PROBLEM REQUIREMENTS: Render each line of the listing below as a Markdown table with two columns, Row and Line. Skip any blank lines.

ENTRIES SUPPLIED:

------------------------

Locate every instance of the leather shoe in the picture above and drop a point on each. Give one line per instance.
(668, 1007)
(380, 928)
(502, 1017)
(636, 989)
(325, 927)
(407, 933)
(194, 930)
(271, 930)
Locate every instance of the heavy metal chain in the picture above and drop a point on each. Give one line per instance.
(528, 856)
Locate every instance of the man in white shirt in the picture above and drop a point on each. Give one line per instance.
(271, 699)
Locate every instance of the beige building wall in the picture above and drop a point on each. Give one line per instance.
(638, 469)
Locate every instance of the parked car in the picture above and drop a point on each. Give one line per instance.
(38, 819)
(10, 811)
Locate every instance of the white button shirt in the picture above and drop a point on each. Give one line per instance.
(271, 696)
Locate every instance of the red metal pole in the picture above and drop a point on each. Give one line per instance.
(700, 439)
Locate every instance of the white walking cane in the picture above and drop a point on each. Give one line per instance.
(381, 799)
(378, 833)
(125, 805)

------------------------

RESPONSE FOR THIS EXERCISE:
| Row | Line |
|---|---|
| 1 | Locate every instance of the leather shoe in the picture above and drop a point on each. Give one line per instance. |
| 2 | (668, 1007) |
| 3 | (380, 928) |
| 4 | (502, 1017) |
| 5 | (636, 989) |
| 6 | (325, 927) |
| 7 | (407, 933) |
| 8 | (194, 930) |
| 9 | (271, 930) |
| 10 | Locate every instance of the heavy metal chain in the picture above and drop a point on each. Give one line per instance. |
| 11 | (528, 856) |
| 12 | Locate every instance of the man in white shirt in the picture above and drop a point on each. Give one line per instance. |
| 13 | (271, 699) |
| 14 | Locate every instance of the beige building wall in the picture above and drop a point on each. Give one line per instance. |
| 15 | (638, 469) |
| 16 | Locate every instance of the parked car in the picture above and drop a point on each. Give one line per instance. |
| 17 | (38, 819) |
| 18 | (10, 811) |
| 19 | Locate every instance of the white button shirt in the picture above and drop a point on each. Give one line per instance. |
| 20 | (271, 696) |
| 21 | Locate every instance of the red metal pole in the picture above and drop a point on each. Give one line per instance. |
| 22 | (700, 439) |
| 23 | Locate every instance of the white walking cane in the picture above and drop a point on each. Give one line per instance. |
| 24 | (381, 799) |
| 25 | (378, 833) |
| 26 | (125, 805) |